Uses the ts->duration + retry-chain information to account for time
spent transmitting to a station. Calculates the RX airtime from the rate
and packet length. Hopefully these figures are not too inaccurate.

Signed-off-by: Toke Høiland-Jørgensen <[email protected]>
---
drivers/net/wireless/ath/ath9k/ath9k.h | 3 +
drivers/net/wireless/ath/ath9k/debug.h | 21 +++++
drivers/net/wireless/ath/ath9k/debug_sta.c | 125 +++++++++++++++++++++++++++++
drivers/net/wireless/ath/ath9k/recv.c | 1 +
drivers/net/wireless/ath/ath9k/xmit.c | 6 +-
5 files changed, 154 insertions(+), 2 deletions(-)

---+---

### Challenge 1
Decide whether each statement agrees with the patch notes, answering yes or no and quoting the words that settle it: (a) The RX airtime is calculated from the rate and packet length. (b) The patch changes six files. (c) The patch removes no lines.
### Challenge 2
Pull out the passage of the patch notes that runs from "Uses the ts->duration" up to and including "insertions(+), 2 deletions(-)", copying it word for word.

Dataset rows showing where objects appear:
---+---

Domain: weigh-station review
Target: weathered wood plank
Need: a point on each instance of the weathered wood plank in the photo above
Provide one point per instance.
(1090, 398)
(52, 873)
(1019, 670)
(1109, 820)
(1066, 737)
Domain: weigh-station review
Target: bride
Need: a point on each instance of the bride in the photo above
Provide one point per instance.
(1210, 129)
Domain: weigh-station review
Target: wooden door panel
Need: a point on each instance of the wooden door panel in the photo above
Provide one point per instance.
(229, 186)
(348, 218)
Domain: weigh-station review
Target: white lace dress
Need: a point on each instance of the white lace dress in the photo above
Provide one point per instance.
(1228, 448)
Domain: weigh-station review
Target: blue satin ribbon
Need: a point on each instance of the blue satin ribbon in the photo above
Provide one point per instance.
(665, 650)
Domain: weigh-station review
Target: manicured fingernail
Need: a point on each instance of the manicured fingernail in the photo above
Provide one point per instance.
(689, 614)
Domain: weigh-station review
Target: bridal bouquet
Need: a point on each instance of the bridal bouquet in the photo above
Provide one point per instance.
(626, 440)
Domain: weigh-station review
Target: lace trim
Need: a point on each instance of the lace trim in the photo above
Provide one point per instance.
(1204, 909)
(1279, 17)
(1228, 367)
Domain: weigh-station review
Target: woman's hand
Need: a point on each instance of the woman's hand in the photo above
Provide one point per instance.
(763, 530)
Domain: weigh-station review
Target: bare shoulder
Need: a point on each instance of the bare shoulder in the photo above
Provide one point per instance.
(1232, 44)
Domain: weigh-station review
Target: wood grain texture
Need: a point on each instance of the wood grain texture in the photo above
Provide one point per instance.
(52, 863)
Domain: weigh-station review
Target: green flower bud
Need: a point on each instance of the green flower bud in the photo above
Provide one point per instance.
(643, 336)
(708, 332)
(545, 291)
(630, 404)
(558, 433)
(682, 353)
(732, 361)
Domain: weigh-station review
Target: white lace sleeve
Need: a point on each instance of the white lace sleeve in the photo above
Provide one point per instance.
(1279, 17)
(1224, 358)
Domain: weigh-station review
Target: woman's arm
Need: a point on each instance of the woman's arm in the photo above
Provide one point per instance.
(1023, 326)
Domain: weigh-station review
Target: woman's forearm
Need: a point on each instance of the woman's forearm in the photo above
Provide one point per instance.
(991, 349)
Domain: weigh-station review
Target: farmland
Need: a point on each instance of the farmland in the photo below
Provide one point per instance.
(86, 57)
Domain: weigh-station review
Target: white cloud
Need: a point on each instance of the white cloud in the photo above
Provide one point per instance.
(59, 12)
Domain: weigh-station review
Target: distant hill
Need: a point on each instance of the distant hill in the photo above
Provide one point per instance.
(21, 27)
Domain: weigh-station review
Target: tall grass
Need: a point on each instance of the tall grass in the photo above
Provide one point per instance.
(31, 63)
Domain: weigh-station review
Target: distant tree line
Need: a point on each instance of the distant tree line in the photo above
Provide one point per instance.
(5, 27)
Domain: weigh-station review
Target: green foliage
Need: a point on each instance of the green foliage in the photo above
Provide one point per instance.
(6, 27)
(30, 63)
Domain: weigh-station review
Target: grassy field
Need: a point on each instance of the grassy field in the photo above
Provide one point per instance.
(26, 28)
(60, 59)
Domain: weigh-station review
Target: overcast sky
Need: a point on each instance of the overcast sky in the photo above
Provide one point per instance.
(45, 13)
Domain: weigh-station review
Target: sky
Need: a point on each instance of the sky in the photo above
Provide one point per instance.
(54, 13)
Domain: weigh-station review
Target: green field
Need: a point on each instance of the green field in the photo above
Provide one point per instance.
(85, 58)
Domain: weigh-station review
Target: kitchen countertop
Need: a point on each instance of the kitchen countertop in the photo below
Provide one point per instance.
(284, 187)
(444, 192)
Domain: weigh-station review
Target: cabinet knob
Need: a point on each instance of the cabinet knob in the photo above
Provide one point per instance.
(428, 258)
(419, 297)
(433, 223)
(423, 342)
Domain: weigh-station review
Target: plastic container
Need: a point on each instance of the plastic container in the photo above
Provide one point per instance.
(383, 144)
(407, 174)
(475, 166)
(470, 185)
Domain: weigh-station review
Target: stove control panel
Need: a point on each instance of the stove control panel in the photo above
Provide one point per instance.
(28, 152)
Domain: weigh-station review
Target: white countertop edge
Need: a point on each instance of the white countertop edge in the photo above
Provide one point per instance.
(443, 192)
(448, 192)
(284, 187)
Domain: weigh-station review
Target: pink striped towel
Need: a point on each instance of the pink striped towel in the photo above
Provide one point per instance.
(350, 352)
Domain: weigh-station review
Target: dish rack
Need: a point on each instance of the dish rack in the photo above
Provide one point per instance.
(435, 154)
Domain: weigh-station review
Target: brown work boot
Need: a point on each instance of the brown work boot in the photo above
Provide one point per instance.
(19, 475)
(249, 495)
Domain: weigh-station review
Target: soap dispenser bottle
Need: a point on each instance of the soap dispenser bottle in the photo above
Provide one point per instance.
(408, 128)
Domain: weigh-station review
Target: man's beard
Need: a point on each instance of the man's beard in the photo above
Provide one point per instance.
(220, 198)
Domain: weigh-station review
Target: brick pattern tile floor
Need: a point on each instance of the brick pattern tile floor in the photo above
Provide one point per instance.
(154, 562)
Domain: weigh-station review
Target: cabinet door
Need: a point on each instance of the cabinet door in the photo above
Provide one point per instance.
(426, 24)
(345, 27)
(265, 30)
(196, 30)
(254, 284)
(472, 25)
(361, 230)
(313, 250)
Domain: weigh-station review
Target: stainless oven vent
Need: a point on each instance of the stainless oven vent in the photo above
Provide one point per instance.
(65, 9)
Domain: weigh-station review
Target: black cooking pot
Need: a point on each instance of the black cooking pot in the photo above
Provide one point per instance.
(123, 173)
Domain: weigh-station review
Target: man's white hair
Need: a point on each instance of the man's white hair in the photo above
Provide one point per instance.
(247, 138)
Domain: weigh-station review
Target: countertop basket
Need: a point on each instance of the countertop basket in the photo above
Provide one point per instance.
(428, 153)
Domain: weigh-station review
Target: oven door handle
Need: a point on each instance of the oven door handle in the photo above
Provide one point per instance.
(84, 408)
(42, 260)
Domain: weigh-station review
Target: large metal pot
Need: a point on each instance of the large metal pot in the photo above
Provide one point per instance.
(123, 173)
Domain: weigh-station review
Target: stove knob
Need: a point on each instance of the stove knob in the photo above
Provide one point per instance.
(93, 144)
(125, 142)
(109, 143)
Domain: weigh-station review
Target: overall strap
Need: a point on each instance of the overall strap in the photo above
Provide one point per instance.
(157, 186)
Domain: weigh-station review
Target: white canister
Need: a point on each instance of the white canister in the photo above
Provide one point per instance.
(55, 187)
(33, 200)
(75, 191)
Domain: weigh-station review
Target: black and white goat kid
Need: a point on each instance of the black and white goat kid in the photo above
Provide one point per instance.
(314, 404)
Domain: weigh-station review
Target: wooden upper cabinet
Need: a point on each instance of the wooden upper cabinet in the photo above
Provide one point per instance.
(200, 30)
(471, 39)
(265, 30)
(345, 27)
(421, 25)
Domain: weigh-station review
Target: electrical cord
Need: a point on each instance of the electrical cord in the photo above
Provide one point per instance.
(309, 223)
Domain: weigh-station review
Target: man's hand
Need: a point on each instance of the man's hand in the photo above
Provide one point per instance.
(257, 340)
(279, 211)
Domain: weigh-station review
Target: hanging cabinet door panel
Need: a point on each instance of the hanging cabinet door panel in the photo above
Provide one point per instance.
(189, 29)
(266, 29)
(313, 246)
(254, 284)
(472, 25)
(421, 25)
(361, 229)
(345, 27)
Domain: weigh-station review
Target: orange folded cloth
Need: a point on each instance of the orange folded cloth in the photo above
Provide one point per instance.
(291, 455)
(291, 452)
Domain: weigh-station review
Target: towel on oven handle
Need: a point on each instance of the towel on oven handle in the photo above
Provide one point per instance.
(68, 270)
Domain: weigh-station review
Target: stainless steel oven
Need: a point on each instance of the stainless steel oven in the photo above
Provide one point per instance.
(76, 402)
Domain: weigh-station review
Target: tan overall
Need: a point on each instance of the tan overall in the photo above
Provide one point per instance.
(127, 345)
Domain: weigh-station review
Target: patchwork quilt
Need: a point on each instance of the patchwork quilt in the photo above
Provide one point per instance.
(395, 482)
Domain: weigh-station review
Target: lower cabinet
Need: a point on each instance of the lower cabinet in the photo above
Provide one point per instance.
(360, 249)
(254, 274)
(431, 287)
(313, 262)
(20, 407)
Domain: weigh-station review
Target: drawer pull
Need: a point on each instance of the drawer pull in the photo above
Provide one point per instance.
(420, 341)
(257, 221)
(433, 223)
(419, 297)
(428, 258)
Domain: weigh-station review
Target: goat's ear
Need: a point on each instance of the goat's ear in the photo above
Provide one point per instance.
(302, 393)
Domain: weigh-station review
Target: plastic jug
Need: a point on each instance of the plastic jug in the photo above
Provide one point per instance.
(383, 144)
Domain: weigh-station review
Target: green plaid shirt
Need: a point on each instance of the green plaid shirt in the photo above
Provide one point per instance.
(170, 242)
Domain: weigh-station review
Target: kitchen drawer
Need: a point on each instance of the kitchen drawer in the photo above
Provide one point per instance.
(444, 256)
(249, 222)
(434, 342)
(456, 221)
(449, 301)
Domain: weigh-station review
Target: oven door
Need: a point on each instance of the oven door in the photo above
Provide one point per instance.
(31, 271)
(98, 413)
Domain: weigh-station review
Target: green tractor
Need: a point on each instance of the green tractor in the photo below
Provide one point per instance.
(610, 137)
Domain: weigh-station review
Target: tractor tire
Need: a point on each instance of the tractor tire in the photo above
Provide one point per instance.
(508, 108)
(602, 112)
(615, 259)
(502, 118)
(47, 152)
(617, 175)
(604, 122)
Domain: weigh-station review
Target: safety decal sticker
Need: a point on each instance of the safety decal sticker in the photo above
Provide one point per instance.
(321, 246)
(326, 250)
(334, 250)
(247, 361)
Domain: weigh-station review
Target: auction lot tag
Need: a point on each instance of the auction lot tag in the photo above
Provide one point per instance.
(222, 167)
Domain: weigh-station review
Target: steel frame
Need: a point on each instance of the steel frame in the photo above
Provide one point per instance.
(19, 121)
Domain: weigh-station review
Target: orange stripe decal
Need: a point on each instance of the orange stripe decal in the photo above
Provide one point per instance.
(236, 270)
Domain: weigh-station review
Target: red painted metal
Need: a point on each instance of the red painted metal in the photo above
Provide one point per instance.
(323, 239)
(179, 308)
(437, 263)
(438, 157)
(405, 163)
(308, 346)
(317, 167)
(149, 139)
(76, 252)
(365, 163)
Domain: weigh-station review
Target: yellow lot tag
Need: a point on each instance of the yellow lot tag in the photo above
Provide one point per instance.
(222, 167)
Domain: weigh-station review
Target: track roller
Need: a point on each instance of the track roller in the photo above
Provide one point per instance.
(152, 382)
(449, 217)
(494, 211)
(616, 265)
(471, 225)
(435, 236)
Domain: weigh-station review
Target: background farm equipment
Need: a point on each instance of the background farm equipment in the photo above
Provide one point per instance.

---+---

### Correct output 1
(a) Yes: "Calculates the RX airtime from the rate and packet length."
(b) No: "5 files changed"
(c) No: "2 deletions(-)"

### Correct output 2
Uses the ts->duration + retry-chain information to account for time
spent transmitting to a station. Calculates the RX airtime from the rate
and packet length. Hopefully these figures are not too inaccurate.

Signed-off-by: Toke Høiland-Jørgensen <[email protected]>
---
drivers/net/wireless/ath/ath9k/ath9k.h | 3 +
drivers/net/wireless/ath/ath9k/debug.h | 21 +++++
drivers/net/wireless/ath/ath9k/debug_sta.c | 125 +++++++++++++++++++++++++++++
drivers/net/wireless/ath/ath9k/recv.c | 1 +
drivers/net/wireless/ath/ath9k/xmit.c | 6 +-
5 files changed, 154 insertions(+), 2 deletions(-)